> REQUIRED WORK:
A - In the article about the Canberra abortion inquiry, rewrite the passage from "On Friday (23" up to and including "had actually occurred.", changing "corrigendum" to "correction".
B - According to the article about the Canberra abortion inquiry, on what day did inquiry chair Johnathan Davis table the corrigendum to the report?
C - List every person named in the article about the Canberra abortion inquiry, including anyone named only by a pseudonym.

A woman’s testimony to an inquiry into reproductive and abortion choices in Canberra has been removed from the final report after it was found her testimony wasn’t accurate.
The woman, given the pseudonym Tamara in the report, had told the Inquiry into Abortion and Reproductive Choice she had been “refused critical medical treatment following a miscarriage” by staff at Calvary Public Hospital Bruce (CPHB).
Calvary Health Care national CEO Martin Bowles then wrote to the ACT Government stating there was “no evidence” that Tamara had been denied care as a “direct result” of advice from the hospital.
The organisation called on the government to redact the woman’s statements from the report.
On Friday (23 June), inquiry chair Johnathan Davis tabled a corrigendum to the report after a review found “the report does not accurately reflect the evidence of Tamara as part of her submission to the inquiry”.
“Specifically, the corrigendum notes that a Canberra patient who made a submission to the Committee’s inquiry was not directly refused post-miscarriage care by Calvary Public Hospital Bruce,” the government statement said.
“Instead, it was the patient’s specialist who advised her that Calvary Public Hospital Bruce would not perform the necessary post-miscarriage procedure because her case was not an emergency.”
The references to Tamara’s submissions were altered in the final report to make it clearer what had actually occurred.
“The Committee was told of the experience of a Canberra patient who was advised by her obstetrician-gynaecologist that Calvary Public Hospital Bruce would not perform a dilation and curettage (D&C) because her medical condition was not an emergency,” the amendment reads.
It also clarified another submission about a conversation a person had had with a friend in an ambulance on the way to CPHB, concerned they would be turned away or judged, as they needed treatment for complications following a medical abortion.
“This evidence together with the advice of a specialist … demonstrates a narrative of concern throughout the community about which reproductive health-care procedures Calvary Public Hospital Bruce may or may not provide and under which circumstances,” the corrigendum to the report noted.
“It is the Committee’s view that this unease can only be resolved if Calvary Public Hospital Bruce provides full reproductive health care.”

> SOURCE INFORMATION:
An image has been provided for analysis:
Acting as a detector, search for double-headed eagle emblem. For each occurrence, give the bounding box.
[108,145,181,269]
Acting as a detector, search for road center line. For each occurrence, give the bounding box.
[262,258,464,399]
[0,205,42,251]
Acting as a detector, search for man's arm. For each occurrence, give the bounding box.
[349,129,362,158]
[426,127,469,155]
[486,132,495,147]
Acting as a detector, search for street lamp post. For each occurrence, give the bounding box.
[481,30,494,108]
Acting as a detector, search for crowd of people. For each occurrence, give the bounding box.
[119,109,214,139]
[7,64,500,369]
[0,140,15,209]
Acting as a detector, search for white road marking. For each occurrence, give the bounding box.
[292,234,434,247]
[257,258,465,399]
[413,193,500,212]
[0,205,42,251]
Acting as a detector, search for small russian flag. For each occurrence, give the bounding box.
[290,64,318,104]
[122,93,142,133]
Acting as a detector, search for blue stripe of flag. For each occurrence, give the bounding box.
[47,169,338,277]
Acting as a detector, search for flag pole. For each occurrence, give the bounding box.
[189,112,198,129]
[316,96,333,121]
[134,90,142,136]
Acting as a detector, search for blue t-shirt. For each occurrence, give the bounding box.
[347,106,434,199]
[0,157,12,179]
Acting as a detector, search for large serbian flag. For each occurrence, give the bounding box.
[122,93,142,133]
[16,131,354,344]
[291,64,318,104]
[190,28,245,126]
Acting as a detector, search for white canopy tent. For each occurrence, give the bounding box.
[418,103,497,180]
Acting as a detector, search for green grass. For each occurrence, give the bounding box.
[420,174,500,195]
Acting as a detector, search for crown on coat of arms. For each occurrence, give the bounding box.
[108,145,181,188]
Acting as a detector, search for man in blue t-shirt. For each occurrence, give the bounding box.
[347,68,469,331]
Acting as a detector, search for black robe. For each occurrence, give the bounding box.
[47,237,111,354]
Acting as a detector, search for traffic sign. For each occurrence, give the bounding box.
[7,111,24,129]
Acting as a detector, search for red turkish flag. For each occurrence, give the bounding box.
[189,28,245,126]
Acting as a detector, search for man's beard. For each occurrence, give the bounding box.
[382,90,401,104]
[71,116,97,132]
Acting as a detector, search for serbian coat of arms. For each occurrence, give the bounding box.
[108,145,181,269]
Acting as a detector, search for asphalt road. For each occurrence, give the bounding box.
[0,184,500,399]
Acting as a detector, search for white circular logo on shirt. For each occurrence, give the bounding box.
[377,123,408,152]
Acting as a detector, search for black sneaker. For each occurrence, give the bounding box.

> EXERCISE RESPONSES:
A -
On Friday (23 June), inquiry chair Johnathan Davis tabled a correction to the report after a review found “the report does not accurately reflect the evidence of Tamara as part of her submission to the inquiry”.
“Specifically, the correction notes that a Canberra patient who made a submission to the Committee’s inquiry was not directly refused post-miscarriage care by Calvary Public Hospital Bruce,” the government statement said.
“Instead, it was the patient’s specialist who advised her that Calvary Public Hospital Bruce would not perform the necessary post-miscarriage procedure because her case was not an emergency.”
The references to Tamara’s submissions were altered in the final report to make it clearer what had actually occurred.

B - Friday, 23 June.

C - Tamara (pseudonym), Martin Bowles, Johnathan Davis